Okuma parçası:

# # # # #

Genel olarak piyasaya ilişkin zaman içerisinde toplulaştırılmış verilerin, anlaşma ihtimalini nispeten düşürdüğü kabul edilmektedir. Zira veriler anonimleştikçe, rakiplerin davranışlarını gözlemleme imkânı da firma sayısının yüksekliğine bağlı olarak azalacaktır. Kühn ve Vives (1995)’e göre bu argüman aynı zamanda, zaman içerisinde toplulaştırılmış verilerin, taleple ilgili bilginin kesinliğini azaltmasından kaynaklanmaktadır. Bununla birlikte yazarlar, bilgilerin belirli bir zaman dilimi için toplulaştırılması ile gecikmeli bilgi paylaşımının farkına dikkat çekmektedir. Yazarlara göre sayılanlardan ikincisi kimi zaman anlaşmayı kolaylaştırabilir. Diğer yandan ürünlerin homojen ve talebin durağan olduğu bir piyasada, toplulaştırılmış veriler dahi anlaşmadan sapmaları tespite yeterli olabilmekte ve yüksek düzeyde koordinasyon sağlayıcı etki gösterebilmektedir.

Firmaların bireysel üretim ve satış miktarları ya da fiyatlarına ilişkin bilgilerin paylaşılması ise anlaşma için çok güçlü bir teşvik unsurudur. Nitekim

(27)

# # # # #

Alıntılanan veriler:
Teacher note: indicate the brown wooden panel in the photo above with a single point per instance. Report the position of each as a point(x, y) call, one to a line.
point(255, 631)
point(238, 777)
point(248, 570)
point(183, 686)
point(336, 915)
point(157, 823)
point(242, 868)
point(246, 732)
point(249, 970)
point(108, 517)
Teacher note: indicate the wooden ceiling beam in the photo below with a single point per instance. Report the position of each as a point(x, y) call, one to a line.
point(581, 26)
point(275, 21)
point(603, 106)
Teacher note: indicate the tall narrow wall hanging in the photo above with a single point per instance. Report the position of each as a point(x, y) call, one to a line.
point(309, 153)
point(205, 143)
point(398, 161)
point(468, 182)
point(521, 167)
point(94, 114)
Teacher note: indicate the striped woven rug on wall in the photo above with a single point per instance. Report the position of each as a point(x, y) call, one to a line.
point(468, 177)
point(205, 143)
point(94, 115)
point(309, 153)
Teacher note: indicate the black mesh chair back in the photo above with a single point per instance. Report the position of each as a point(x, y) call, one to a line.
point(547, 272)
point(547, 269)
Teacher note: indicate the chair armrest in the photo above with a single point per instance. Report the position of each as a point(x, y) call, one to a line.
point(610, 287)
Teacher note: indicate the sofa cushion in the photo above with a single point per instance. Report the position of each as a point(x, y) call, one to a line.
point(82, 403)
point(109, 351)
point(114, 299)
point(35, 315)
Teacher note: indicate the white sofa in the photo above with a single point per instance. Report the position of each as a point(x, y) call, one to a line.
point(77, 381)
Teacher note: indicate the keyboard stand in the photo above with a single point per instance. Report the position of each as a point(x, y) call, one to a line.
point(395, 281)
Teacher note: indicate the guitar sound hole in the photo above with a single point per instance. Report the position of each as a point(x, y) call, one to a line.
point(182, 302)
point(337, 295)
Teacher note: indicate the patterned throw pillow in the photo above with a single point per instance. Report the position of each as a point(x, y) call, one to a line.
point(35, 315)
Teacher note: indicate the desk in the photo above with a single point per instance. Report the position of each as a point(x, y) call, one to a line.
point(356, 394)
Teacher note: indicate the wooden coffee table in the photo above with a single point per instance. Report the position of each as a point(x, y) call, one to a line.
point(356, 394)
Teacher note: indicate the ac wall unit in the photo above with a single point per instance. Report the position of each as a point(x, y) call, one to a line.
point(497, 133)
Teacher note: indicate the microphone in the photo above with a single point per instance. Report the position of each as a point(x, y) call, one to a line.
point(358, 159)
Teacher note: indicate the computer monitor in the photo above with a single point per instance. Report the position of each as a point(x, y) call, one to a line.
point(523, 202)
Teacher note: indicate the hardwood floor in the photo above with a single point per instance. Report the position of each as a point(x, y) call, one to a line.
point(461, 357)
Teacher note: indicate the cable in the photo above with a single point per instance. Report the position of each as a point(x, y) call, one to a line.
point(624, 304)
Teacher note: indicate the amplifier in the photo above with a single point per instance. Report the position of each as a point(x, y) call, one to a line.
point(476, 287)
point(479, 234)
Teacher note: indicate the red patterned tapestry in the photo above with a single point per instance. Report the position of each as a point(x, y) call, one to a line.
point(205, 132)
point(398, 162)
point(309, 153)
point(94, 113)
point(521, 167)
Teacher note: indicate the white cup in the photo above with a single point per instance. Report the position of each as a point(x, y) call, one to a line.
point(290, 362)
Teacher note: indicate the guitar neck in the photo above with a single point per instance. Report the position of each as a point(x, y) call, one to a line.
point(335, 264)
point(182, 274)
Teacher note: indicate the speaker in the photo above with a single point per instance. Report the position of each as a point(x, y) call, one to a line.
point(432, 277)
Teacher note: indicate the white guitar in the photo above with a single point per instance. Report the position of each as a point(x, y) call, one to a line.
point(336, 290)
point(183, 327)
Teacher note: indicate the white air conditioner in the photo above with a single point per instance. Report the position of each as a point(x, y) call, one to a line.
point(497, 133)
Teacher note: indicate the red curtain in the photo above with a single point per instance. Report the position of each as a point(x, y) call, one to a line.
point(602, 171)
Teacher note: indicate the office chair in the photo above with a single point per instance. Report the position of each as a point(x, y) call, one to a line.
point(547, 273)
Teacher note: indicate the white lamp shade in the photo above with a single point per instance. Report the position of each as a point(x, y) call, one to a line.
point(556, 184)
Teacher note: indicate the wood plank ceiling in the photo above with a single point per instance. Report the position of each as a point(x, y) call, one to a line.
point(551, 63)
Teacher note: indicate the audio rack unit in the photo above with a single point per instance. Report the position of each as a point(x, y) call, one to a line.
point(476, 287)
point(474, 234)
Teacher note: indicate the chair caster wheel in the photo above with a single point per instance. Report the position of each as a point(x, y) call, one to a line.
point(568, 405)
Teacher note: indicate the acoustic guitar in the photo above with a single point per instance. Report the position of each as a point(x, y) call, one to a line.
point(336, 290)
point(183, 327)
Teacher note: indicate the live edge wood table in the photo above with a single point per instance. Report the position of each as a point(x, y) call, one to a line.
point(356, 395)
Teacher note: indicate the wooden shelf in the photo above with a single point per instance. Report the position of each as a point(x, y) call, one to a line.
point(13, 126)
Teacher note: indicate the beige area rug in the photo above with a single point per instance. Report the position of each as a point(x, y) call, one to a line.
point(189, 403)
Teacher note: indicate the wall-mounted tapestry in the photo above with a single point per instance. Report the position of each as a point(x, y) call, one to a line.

# # # # #

Verilen görev 1: Okuma parçasına göre firmaların hangi bireysel bilgilerinin paylaşılması anlaşma için çok güçlü bir teşvik unsurudur? Bunların hepsini sıralayın.
Verilen görev 2: Piyasa verilerinin paylaşımı ve anlaşma ihtimali üzerine olan okuma parçasını kaldığı yerden sürdürün.

Yanıt 1:
- Bireysel üretim miktarları
- Bireysel satış miktarları
- Fiyatlar

Yanıt 2:
Green (1980) her bir firmanın, rakiplerinin üretim kararlarını gözlemleyebildiği bir durumda, piyasada çok fazla sayıda küçük firma faaliyet gösteriyor olsa dahi, tamamen anlaşmalı bir sonucun (fully collusive outcome) mümkün olabildiğini

göstermiştir. Kühn ve Vives (1995) rakiplerin faaliyetleri ile ilgili artan bilginin, mevcut bir anlaşmayı sürdürmek için son derece güçlü bir araç olduğunu belirtmişlerdir. List ve Price (2005) deneysel çalışmalarında, rakipler arası bilgi değişiminin, fiyatların rekabetçi fiyat düzeylerinin üzerine çıkarılmasındaki etkisini kanıtlamışlardır.26 Kühn (2001)’e göre, bu tür bir bilgi değişimi,

anlaşmanın sürdürülebilirliği bakımından iki kritik rol oynamaktadır: İlk olarak rekabeti kısıtlayıcı bir anlaşmadan herhangi bir sapma olup olmadığını tespit etme imkânı vermekte, ikinci olarak ise doğrudan doğruya anlaşmadan sapan firmaları hedef alan cezalandırma stratejilerinin geliştirilmesini sağlamaktadır.

Bilgi değişiminin frekansı yükseldikçe ve/veya piyasa şeffaflığı arttıkça, anlaşmadan sapanların daha kısada sürede tespit edilmesi mümkün olacağından, cezalandırma mekanizmalarının caydırıcılığı ve rakiplerin anlaşmaya bağlılık güdüleri artacaktır (Møllgaard ve Overgaard 2007, 8). Diğer yandan yeterince

eski verilerin, anlaşmalı sonuçlara neden olma ihtimalinin bulunmadığı kabul

edilmektedir (Whish 2006,23).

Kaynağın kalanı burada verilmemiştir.